- **Brief**:
Recast the part of the items that opens with the line containing "Mark a dot on every instance of the blue" and closes with the last line of the items as a Markdown table. Use the columns "Row" and "Line", number each line, and leave out blank lines.

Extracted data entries
=======
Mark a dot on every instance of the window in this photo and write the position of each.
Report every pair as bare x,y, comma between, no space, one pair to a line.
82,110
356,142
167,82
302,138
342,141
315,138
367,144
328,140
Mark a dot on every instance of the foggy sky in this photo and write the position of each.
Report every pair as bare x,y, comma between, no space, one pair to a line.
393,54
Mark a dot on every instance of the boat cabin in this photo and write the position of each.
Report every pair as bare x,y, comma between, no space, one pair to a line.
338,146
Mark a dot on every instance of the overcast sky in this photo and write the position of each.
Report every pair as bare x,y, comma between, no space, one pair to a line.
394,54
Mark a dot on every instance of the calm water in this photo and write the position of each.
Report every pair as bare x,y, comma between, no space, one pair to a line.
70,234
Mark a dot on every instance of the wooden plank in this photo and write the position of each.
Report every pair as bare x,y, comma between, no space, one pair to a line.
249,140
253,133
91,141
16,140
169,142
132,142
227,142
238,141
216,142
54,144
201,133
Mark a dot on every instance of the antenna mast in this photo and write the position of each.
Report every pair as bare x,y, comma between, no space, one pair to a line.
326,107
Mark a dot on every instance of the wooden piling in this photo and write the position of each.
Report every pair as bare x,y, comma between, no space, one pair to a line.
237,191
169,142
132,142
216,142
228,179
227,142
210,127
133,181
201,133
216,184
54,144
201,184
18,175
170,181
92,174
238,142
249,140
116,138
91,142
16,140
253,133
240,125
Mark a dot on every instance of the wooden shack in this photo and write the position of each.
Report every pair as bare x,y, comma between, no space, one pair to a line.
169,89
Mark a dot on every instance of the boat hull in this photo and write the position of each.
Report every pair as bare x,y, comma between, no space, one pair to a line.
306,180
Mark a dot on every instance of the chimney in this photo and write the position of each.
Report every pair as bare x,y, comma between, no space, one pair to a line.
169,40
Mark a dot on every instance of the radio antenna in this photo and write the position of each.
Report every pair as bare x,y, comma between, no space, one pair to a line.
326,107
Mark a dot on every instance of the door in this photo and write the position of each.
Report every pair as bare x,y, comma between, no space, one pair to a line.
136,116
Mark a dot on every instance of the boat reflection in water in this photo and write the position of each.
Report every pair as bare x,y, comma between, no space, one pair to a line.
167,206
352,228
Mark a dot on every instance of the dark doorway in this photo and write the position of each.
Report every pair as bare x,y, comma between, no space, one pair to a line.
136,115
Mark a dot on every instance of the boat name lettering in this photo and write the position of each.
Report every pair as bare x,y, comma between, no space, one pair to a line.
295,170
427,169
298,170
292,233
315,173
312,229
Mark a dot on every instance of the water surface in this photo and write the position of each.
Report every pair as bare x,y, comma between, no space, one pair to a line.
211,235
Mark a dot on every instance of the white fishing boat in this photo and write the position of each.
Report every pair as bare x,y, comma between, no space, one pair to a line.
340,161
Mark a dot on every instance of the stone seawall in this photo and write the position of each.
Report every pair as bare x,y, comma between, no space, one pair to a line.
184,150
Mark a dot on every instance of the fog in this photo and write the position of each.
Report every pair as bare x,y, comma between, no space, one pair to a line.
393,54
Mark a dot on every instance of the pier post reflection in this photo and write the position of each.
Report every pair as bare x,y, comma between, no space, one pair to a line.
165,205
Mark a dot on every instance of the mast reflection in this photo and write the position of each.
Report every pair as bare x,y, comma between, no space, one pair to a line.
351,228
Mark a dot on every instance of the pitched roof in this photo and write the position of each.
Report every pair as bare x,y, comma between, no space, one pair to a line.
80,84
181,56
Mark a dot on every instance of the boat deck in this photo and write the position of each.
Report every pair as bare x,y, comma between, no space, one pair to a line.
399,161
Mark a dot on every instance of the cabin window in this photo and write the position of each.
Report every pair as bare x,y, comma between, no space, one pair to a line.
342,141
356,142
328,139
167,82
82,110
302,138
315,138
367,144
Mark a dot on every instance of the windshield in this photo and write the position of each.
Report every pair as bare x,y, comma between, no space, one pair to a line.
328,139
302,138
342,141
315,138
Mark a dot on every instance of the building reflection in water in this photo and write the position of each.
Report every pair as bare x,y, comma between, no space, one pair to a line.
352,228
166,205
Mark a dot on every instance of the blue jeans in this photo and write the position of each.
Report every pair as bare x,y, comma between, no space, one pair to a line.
=======
- **Solution for this exercise**:
| Row | Line |
|---|---|
| 1 | Mark a dot on every instance of the blue jeans in this photo and write the position of each. |
| 2 | Report every pair as bare x,y, comma between, no space, one pair to a line. |